● Written instruction A
Using the article on tuition fees, decide whether each statement agrees with it: (i) twenty years ago, undergraduate tuition in Israel was 15 percent of the country's GDP per capita; (ii) in the 2005/2006 academic year, the U.S. ratio of tuition to GDP per capita fell below Israel's; (iii) individuals with BAs earn less on average than high-school graduates. For each, answer yes or no and quote the deciding words.
● Written instruction B
Carry the article on tuition fees forward from its final sentence.
# start of Document excerpt
The Third Tuition Option

There is a third tuition option for solving this issue, one that connects between the compelling facts underlying the two opposing positions.

Should we raise or lower tuition fees at Israel's public universities? The fact that there are valid arguments at both ends of the polarized spectrum has not proven very conducive for solving one of the most serious problems currently deepening the country's academic crisis. But there is a third tuition option for solving this issue, one that connects between the compelling facts underlying the two opposing positions, and brings them together with additional elements barely visible on today's public radar.

Twenty years ago, undergraduate tuition fees at public American universities were 8.5 percent of U.S. GDP per capita (the common measure for living standards). In Israel, undergraduate tuition was 15 percent of the country's GDP per capita. Since then, the two countries have switched places - in the 2005/2006 academic year, the ratio of tuition to GDP per capita rose to 14.7 percent in the U.S. and fell to 9.6 percent in Israel.

When this is the only vantage point that one takes on the issue, it is not hard to understand the insistence by some that Israel's tuition fees be raised. In addition, a university graduate is more likely to find employment than a high-school graduate, while individuals with BAs earn more on average, as well. Hence, it is only fair that students be required to finance their education.

On the other hand, the higher the share of college graduates in the population, the greater the national ability to assimilate, utilize and develop new technologies and managerial abilities - which benefits the entire society, including those who never stepped foot inside a university. Therefore, there is justification for society's participation in funding academic studies (this does not even take into account the fact that a large part of academia's cost is the funding of basic research).
# end of Document excerpt
# start of Record set
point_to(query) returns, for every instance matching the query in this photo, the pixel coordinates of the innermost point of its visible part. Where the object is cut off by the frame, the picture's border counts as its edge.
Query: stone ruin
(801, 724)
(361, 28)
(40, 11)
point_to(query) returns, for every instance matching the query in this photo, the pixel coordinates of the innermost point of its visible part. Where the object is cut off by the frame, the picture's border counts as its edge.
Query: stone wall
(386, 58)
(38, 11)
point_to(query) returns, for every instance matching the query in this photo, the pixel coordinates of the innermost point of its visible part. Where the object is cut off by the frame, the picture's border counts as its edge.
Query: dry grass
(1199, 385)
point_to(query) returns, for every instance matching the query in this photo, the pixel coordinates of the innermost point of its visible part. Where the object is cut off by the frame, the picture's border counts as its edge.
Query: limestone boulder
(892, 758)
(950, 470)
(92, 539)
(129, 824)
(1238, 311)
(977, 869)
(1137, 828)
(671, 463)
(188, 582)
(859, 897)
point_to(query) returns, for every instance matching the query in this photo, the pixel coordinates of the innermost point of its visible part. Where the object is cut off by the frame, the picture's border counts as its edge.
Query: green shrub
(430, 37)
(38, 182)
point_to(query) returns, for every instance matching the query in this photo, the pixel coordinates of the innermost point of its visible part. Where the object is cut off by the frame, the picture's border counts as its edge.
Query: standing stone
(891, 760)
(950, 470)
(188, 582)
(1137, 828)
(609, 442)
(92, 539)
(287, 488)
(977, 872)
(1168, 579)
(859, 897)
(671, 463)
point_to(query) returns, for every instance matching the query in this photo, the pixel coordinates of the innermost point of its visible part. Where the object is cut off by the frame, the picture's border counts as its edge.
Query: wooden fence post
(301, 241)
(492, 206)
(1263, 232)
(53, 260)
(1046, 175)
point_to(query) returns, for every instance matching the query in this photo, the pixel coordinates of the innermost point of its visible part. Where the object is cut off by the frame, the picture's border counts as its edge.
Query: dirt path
# end of Record set
● Task answer A
(i) Yes: "In Israel, undergraduate tuition was 15 percent of the country's GDP per capita."
(ii) No: "the ratio of tuition to GDP per capita rose to 14.7 percent in the U.S. and fell to 9.6 percent in Israel."
(iii) No: "individuals with BAs earn more on average, as well."

● Task answer B
But the Israeli scene is unique due to some additional factors. Part of the country's population loses years of market income as a result of mandatory military service. Furthermore, the older a person is when beginning academic studies, the greater the personal obligations and responsibilities, compared with those borne by the much younger American undergrads. And there is a further detail that should be taken into account: Israel subsidizes the studies of Jews who choose not to serve their country - including those among the ultra-Orthodox who also choose not to work.

Consequently, the third option for solving the tuition issue merges a number of national priorities. It is in our interest to draw two segments of the population - who will become a majority in one generation - closer to the mainstream Israeli narrative. It is vital that we stop discriminating for and against (depending on who, and depending on what issue) ultra-Orthodox and Arab Israelis, and begin providing equal rights alongside the requirement of equal obligations.

Just as the Americans enacted the GI bill after World War II in order to assist demobilized veterans to receive an academic education, Israel should behave similarly toward those who sacrifice years of their lives in the service of their country. Every healthy Jew who serves three years of military service and every Israeli Arab who performs three years of national civilian service - even in his or her own community - or military service, should be eligible for reduced tuition, and for non-interest bearing loans that cover tuition and subsistence for the duration of their studies.

Every healthy individual who does not serve his or her country should not receive any public support whatsoever for any sort of studies after age 18. These individuals should pay the full price of universities, yeshivot or any other institution that they wish to study in.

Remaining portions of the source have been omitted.